Your task
Show each line of the entries below that contains the word "coat", copying every such line in full.
=== Records supplied ===
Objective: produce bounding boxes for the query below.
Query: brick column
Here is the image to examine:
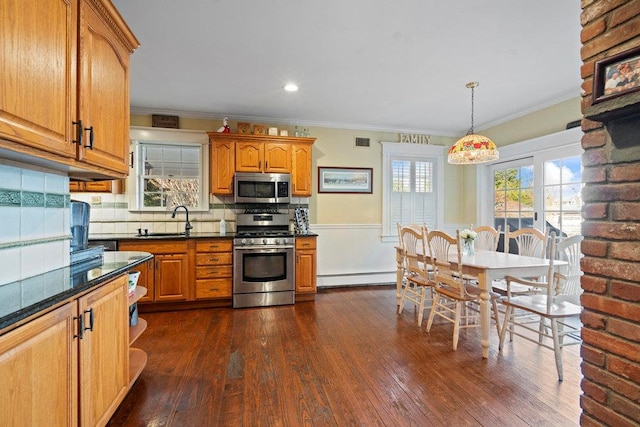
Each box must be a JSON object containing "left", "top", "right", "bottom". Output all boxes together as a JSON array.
===
=== Records supplied ===
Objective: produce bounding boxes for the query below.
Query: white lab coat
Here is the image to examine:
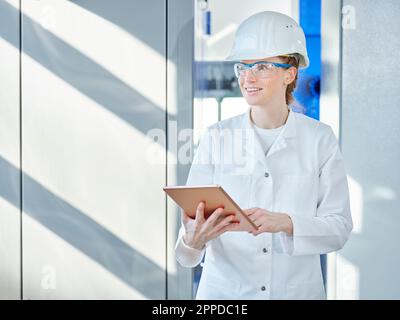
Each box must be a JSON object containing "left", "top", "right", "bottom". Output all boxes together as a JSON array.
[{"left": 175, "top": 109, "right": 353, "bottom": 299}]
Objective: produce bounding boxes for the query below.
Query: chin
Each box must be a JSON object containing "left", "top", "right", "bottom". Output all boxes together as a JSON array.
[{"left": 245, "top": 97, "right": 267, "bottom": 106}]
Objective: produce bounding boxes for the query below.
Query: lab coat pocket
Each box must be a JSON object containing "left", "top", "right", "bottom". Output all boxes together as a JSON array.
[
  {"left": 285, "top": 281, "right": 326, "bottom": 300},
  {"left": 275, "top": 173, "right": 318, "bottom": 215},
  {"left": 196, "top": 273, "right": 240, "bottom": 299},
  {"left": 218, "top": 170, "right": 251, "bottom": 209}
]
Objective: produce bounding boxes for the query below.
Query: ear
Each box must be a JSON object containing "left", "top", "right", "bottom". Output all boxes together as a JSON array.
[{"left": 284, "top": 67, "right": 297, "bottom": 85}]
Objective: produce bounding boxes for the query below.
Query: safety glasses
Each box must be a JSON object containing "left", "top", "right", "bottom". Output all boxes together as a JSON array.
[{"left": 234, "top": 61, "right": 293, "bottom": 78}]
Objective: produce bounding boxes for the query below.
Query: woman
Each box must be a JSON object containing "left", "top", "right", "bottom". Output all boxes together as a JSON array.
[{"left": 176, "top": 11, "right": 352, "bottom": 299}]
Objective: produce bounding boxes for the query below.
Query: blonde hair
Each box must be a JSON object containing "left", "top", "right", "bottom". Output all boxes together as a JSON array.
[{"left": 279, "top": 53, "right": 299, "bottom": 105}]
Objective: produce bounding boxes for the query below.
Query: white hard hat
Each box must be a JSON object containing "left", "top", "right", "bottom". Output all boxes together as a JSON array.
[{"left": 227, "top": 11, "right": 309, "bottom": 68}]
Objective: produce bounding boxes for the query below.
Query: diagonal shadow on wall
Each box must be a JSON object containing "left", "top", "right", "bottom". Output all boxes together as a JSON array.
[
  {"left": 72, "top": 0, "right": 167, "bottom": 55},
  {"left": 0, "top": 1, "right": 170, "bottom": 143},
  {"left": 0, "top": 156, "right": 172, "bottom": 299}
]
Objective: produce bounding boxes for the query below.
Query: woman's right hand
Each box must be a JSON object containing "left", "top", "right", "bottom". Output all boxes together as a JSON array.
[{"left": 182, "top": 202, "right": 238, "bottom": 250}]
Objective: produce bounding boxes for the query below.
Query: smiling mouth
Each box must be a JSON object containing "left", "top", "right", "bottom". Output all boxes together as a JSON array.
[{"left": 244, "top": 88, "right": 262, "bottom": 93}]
===
The answer
Query: white lab coat
Query: lab coat pocket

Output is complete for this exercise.